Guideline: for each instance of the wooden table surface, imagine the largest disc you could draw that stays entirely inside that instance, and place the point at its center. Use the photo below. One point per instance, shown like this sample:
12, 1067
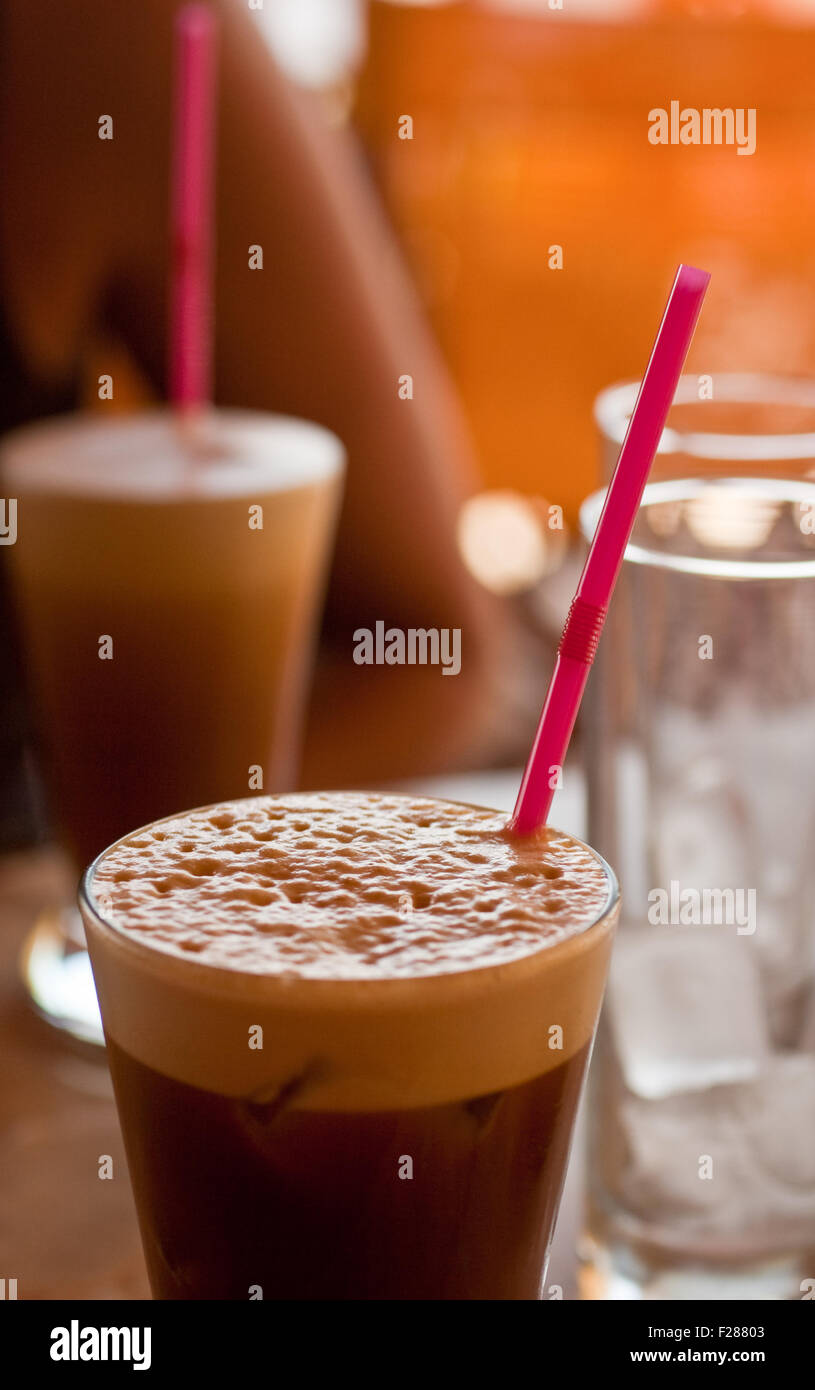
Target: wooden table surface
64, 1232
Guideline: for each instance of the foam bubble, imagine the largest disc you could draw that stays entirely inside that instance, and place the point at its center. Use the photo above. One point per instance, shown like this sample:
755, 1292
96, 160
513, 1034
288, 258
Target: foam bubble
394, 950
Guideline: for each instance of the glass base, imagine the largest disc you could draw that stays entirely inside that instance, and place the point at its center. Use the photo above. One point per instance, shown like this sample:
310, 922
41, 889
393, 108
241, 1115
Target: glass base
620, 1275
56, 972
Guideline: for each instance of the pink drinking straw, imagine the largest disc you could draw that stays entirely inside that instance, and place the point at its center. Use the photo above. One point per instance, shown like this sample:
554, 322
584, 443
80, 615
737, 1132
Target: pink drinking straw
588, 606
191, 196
++++++
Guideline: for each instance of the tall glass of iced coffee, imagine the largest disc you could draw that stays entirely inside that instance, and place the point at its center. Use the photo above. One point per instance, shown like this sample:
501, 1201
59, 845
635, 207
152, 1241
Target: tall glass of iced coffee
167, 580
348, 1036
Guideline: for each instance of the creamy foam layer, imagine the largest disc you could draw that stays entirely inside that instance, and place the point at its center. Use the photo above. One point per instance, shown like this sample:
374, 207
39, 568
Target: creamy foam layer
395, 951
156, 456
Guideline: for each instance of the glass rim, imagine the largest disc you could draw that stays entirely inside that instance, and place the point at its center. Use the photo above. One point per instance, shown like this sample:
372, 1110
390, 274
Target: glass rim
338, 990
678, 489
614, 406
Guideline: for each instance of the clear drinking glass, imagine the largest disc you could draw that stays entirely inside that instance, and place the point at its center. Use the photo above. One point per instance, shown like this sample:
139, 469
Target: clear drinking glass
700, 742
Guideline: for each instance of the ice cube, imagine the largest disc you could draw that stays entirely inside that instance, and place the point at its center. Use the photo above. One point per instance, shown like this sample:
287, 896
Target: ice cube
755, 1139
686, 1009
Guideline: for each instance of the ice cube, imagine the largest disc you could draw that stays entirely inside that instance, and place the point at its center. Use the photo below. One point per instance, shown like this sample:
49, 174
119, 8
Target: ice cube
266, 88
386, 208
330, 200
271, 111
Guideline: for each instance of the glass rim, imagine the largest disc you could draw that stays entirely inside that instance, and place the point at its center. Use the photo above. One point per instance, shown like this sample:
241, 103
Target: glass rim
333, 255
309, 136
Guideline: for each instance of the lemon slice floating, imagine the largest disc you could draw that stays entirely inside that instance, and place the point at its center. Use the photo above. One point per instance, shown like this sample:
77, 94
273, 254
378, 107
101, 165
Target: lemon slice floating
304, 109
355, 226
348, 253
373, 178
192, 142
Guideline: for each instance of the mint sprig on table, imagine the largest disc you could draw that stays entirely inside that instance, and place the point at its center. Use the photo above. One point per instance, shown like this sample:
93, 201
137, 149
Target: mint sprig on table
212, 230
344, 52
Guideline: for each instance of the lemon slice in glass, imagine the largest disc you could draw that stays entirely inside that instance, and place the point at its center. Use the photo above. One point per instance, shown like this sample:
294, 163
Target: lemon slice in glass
++++++
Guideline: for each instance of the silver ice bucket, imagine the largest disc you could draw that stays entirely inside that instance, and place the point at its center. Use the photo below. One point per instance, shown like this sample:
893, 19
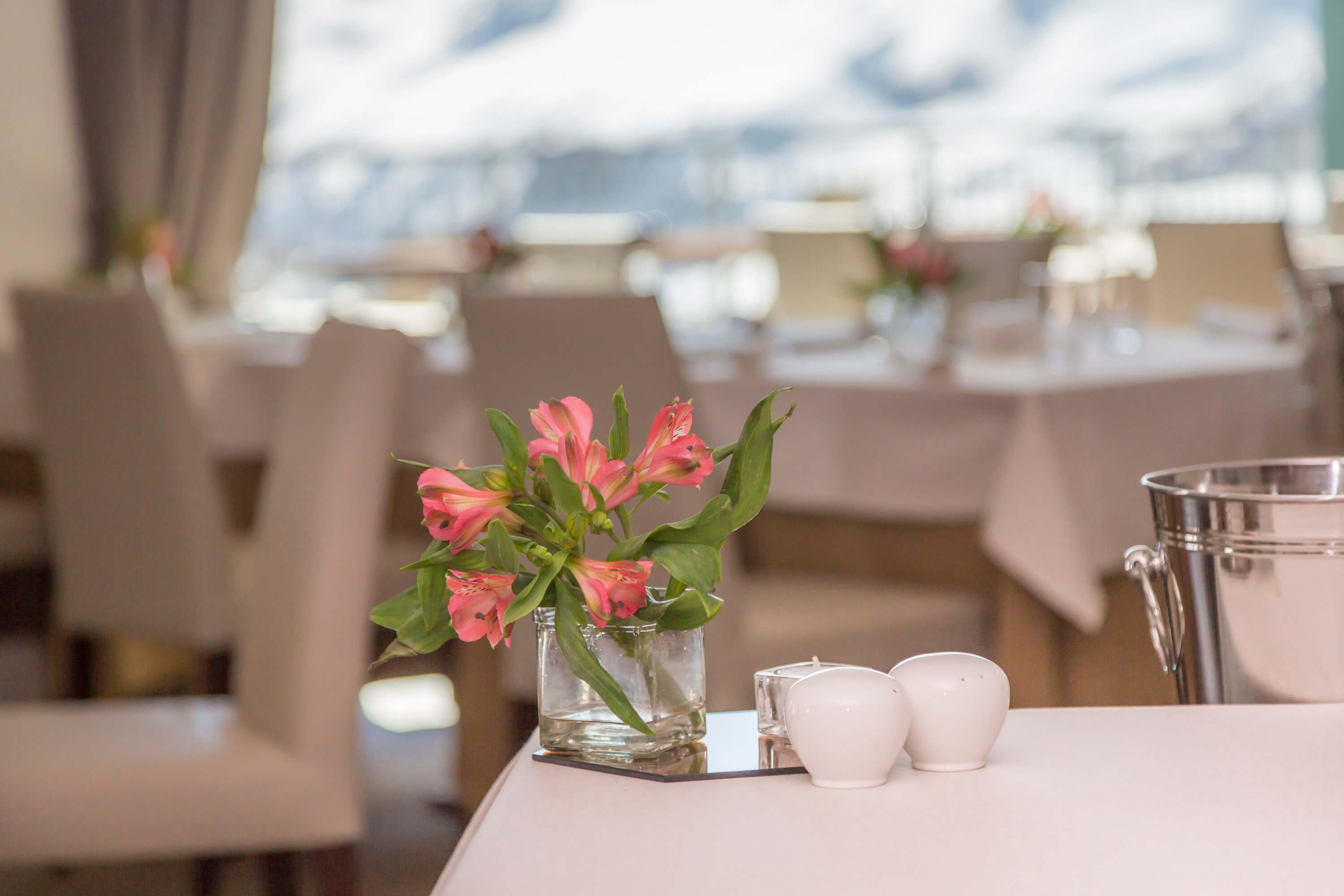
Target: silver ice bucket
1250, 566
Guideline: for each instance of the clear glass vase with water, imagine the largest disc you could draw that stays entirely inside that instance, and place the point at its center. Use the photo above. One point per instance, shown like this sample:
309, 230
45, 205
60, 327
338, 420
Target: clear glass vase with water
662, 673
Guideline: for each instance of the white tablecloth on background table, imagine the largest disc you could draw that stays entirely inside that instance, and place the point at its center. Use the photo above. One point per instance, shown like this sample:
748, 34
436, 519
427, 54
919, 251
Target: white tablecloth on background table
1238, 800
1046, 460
++++++
== TASK BRIEF ==
Using the records above, count the lines containing "below". Give no words besides the number.

== THE COMPLETED TASK ==
3